The airport is home of the Romanian Air Force 57th Air Base, which was the only unit operating the Mikoyan MiG-29 fighter aircraft. The base was disbanded in April 2004, then reestablished in 2018. It has been used by the US Military since 1999.

It is currently home to the 572nd Helicopter Squadron which operates IAR 330Ls. Currently, there are plans to further expand the base, transforming it into the biggest NATO airbase in Europe.

==Ground transportation==

===Bus===
Several city bus lines link the airport to Constanța railway station. There are also a few private bus lines operating to downtown Constanța and to the Romanian Black Sea resorts. There is no shuttle service available.

===Taxi===
There are always cabs available outside the airport terminal. The cost of a ride to Constanța is around US$30 which is considerably higher than the bus fare for the same journey which costs as low as 3 lei/US$0.43.

===Car===
The Airport is easily accessible by car and is located in north-western part of Constanța, which can be accessed from the DN 2A/E60 Constanța-Hârșova or A4 motorway (Romania) until Ovidiu.
The airport can also be reached from the A2 highway by exiting towards Cernavodă driving on DN22C towards Medgidia then through county road DJ 222 passing through Cuza Vodă all the way to the commune of Mihail Kogălniceanu where the airport is located.

Alternatively from the A2 highway there is another exit towards Medgidia on DJ381 and then continue on DJ222. Car rentals are also available. There is free short- and long-term parking right outside the airport terminal.

###

REQUIRED WORK:
1. From the airport text, set down the passage between "The airport can" and "right outside the airport terminal.", inclusive.
2. Answer these questions using the airport text:
(a) In what month and year was the 57th Air Base disbanded?
(b) Which helicopter squadron is currently based at the airport?
(c) About how much does a taxi ride to Constanța cost?

###

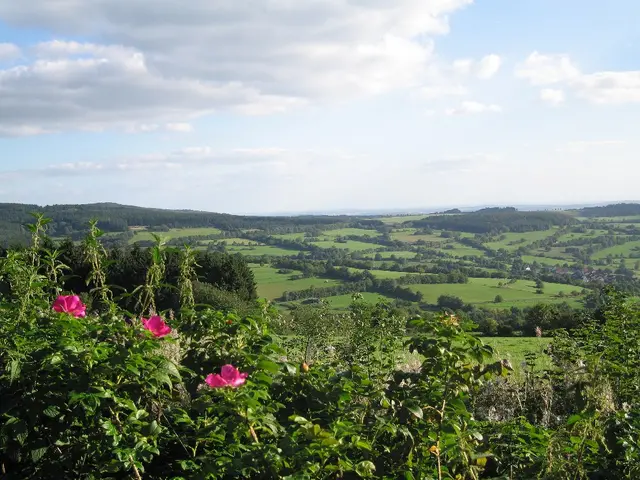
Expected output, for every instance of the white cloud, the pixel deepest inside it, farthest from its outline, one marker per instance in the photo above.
(582, 146)
(607, 87)
(463, 66)
(488, 66)
(182, 127)
(183, 61)
(460, 164)
(9, 51)
(440, 91)
(471, 107)
(542, 69)
(483, 69)
(552, 96)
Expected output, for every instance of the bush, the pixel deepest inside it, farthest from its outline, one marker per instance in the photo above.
(208, 394)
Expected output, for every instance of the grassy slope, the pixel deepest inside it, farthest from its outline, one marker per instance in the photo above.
(272, 285)
(484, 291)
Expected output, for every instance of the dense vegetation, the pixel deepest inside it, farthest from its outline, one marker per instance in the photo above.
(99, 392)
(503, 269)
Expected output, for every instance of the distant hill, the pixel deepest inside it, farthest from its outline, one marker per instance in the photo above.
(494, 220)
(112, 217)
(616, 210)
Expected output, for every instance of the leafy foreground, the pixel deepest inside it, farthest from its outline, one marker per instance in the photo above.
(206, 394)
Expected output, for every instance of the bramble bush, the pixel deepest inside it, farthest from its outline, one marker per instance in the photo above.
(98, 392)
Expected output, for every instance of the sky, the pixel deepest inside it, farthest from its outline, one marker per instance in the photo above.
(267, 106)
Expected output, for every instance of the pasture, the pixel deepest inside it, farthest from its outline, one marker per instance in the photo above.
(260, 250)
(146, 235)
(272, 285)
(351, 245)
(484, 290)
(624, 250)
(513, 241)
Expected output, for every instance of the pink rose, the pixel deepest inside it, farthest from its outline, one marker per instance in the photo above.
(229, 376)
(156, 326)
(70, 304)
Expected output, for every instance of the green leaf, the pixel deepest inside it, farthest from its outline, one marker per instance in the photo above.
(269, 366)
(51, 411)
(365, 469)
(38, 453)
(415, 409)
(14, 370)
(573, 419)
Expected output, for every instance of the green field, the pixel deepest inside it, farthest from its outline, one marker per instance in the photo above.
(400, 219)
(513, 241)
(460, 250)
(408, 235)
(240, 241)
(272, 285)
(145, 235)
(259, 250)
(388, 255)
(341, 302)
(351, 245)
(543, 260)
(515, 349)
(624, 250)
(343, 232)
(484, 290)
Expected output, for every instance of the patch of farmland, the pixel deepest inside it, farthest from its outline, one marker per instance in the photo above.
(484, 291)
(145, 235)
(513, 241)
(350, 245)
(626, 250)
(272, 285)
(343, 232)
(260, 250)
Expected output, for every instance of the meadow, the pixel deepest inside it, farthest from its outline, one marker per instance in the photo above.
(484, 290)
(272, 285)
(146, 235)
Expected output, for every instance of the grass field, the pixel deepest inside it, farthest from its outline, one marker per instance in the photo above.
(513, 241)
(484, 291)
(259, 250)
(515, 349)
(341, 302)
(400, 219)
(351, 245)
(241, 241)
(460, 250)
(408, 235)
(625, 250)
(272, 285)
(397, 254)
(343, 232)
(543, 260)
(144, 235)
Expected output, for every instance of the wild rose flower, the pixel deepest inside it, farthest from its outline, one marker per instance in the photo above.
(70, 304)
(229, 376)
(156, 326)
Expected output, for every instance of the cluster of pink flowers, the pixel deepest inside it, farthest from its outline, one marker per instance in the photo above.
(229, 375)
(70, 304)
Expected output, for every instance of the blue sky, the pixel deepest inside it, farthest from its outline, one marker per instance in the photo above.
(282, 105)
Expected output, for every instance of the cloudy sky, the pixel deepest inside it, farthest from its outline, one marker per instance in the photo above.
(261, 106)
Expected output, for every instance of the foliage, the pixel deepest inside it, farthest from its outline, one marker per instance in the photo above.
(212, 394)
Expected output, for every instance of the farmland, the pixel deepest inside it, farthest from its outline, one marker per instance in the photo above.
(395, 248)
(410, 263)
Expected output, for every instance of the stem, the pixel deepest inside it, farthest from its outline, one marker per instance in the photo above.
(135, 469)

###

COMPLETED EXERCISE:
1.
The airport can also be reached from the A2 highway by exiting towards Cernavodă driving on DN22C towards Medgidia then through county road DJ 222 passing through Cuza Vodă all the way to the commune of Mihail Kogălniceanu where the airport is located.

Alternatively from the A2 highway there is another exit towards Medgidia on DJ381 and then continue on DJ222. Car rentals are also available. There is free short- and long-term parking right outside the airport terminal.

2.
(a) April 2004
(b) The 572nd Helicopter Squadron
(c) Around US$30